Instruction -
From the line with "of the muddy" through the final line, transcribe the material below character for character; include no other lines.

Dataset rows -
▽
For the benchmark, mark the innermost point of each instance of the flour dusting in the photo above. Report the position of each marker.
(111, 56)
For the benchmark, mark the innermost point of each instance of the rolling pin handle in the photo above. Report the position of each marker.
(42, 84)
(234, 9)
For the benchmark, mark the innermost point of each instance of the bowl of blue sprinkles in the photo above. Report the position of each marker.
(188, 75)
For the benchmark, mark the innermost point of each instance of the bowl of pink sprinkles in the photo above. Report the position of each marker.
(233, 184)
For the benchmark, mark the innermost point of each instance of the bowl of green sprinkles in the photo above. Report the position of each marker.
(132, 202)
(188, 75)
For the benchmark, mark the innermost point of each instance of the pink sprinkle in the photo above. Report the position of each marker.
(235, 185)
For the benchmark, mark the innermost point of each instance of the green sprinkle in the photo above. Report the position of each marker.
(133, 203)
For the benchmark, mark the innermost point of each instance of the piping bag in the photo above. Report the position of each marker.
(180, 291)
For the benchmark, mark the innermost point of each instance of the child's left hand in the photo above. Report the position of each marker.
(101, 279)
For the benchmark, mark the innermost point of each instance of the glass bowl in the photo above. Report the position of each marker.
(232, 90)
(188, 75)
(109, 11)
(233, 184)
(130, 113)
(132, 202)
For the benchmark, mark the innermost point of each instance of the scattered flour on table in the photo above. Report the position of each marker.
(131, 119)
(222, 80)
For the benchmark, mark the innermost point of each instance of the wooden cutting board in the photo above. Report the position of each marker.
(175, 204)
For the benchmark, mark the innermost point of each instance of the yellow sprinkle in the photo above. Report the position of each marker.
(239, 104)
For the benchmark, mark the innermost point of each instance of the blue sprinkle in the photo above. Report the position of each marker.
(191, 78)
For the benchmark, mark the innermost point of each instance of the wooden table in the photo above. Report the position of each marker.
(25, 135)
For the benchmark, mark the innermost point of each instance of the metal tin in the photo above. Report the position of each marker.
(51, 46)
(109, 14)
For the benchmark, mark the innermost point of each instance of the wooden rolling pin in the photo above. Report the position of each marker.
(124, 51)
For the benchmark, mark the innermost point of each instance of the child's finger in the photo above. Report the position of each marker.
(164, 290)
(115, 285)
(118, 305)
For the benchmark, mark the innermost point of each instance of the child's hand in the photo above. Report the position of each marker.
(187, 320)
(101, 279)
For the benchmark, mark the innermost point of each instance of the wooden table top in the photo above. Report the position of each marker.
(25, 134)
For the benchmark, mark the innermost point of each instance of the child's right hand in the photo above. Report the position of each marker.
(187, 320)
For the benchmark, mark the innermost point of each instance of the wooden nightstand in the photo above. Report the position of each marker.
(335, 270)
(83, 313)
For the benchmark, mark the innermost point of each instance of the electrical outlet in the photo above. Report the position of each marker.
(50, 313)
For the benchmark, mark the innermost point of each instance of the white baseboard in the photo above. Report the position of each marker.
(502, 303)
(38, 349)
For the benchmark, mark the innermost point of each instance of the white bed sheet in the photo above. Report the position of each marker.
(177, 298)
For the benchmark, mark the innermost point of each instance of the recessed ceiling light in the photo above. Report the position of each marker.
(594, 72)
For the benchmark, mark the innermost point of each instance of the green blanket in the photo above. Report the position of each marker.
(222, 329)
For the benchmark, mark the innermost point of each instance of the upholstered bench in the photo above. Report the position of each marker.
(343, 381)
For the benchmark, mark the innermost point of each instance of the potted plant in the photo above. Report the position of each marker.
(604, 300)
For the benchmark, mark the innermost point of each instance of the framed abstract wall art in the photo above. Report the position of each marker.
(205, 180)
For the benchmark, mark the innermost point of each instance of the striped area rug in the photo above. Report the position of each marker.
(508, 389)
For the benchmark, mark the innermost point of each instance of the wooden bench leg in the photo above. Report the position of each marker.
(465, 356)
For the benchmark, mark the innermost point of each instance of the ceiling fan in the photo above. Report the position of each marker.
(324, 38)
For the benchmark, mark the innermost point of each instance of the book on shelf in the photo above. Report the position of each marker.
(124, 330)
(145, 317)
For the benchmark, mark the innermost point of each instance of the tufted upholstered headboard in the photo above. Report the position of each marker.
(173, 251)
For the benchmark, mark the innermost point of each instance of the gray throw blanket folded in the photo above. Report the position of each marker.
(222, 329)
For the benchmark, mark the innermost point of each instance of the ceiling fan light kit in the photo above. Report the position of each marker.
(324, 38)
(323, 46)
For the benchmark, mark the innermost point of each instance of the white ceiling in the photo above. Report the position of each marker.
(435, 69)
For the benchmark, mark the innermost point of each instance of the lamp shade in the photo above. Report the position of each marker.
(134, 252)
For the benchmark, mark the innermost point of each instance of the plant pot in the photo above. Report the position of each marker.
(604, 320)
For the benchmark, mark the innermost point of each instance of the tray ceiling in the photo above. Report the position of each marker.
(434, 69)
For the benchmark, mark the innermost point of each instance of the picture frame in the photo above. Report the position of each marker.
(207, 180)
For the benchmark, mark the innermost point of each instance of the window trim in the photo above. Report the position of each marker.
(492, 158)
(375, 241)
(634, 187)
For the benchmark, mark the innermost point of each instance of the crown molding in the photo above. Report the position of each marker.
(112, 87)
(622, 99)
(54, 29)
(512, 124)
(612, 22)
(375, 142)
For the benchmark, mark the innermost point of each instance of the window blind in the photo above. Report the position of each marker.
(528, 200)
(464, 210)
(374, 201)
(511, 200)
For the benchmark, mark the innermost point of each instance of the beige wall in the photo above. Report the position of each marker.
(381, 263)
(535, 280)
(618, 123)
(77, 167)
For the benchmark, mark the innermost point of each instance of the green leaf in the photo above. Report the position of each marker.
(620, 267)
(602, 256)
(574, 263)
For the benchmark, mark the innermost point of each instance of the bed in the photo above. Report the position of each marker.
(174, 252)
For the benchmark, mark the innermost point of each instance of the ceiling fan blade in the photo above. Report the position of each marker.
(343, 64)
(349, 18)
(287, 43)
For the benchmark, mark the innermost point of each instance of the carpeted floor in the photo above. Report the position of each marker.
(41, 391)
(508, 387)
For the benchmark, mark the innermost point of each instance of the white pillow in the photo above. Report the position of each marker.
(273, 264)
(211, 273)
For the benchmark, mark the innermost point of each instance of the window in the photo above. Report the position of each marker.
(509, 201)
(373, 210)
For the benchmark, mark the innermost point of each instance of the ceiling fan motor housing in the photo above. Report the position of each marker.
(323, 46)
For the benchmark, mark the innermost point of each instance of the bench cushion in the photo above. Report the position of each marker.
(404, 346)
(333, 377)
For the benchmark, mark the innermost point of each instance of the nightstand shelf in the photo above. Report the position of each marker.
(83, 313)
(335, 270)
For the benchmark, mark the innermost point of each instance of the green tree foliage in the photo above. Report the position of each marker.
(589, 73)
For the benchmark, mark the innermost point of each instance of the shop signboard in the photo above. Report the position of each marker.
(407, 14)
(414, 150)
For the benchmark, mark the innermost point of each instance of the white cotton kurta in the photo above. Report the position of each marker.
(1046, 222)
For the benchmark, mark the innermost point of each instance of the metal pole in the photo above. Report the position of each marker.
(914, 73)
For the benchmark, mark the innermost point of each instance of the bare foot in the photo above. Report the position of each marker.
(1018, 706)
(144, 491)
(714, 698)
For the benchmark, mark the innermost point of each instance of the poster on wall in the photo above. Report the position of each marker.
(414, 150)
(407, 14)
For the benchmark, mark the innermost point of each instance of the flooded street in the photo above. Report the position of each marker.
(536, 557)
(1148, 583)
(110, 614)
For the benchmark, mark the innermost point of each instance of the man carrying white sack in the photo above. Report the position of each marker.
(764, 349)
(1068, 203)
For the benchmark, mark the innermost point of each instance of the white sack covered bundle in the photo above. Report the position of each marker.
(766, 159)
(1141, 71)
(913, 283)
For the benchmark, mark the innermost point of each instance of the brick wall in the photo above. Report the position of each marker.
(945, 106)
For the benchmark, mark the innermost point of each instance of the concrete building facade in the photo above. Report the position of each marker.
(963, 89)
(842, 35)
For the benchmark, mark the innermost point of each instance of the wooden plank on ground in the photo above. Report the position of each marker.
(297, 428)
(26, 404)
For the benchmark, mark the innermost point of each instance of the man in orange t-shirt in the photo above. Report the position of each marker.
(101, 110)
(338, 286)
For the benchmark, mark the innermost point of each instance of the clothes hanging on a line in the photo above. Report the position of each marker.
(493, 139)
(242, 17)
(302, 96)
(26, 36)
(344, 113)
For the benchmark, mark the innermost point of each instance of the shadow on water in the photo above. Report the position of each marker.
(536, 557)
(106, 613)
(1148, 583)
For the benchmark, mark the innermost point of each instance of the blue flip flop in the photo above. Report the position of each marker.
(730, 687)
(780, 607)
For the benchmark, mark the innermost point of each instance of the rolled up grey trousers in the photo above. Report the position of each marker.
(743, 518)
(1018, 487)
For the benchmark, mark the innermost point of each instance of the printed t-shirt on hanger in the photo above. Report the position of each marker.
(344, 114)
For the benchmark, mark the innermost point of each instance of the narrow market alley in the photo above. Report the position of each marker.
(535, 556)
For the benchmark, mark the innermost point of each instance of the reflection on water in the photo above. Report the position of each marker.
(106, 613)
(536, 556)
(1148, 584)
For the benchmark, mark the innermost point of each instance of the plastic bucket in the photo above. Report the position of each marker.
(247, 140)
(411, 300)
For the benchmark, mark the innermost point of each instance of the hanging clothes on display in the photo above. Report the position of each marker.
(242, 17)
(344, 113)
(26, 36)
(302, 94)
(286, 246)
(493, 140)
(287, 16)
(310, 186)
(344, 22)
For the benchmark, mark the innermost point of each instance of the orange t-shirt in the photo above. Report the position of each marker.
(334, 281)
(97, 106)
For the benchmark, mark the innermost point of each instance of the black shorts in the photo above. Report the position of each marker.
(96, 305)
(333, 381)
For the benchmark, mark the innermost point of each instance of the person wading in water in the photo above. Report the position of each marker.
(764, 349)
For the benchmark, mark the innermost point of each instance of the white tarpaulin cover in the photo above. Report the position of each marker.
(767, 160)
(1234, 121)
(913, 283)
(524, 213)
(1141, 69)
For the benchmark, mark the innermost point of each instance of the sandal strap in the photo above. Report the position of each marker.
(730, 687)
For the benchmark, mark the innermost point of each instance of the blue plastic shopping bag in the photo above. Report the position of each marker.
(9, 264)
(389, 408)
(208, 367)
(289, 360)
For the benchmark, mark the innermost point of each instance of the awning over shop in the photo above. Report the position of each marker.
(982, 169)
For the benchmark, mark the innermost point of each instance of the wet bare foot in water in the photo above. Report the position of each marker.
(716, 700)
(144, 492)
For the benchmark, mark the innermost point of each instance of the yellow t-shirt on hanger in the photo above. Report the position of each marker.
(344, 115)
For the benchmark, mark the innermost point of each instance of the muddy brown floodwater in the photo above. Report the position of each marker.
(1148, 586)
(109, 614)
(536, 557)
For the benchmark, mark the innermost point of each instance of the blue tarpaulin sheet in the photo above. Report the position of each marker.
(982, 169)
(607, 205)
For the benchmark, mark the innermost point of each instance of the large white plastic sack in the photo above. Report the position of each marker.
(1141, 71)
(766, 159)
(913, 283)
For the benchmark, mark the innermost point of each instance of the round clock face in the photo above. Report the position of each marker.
△
Reply to the exercise -
For the benchmark, mark the innermost point of each instance of the muddy brown floodwater in the photo above. Report the position of each marker.
(1148, 586)
(109, 614)
(536, 557)
For the benchmark, mark the innermost point of each instance of the blue tarpaulin sheet in the photo above. Report the position of each marker.
(982, 169)
(607, 205)
For the benchmark, mark the innermost point of each instance of the large white plastic sack in the photo above. Report the position of each marker.
(1141, 71)
(766, 159)
(913, 283)
For the benchmark, mark the innermost point of each instance of the round clock face in the photo above. Report the position of each marker.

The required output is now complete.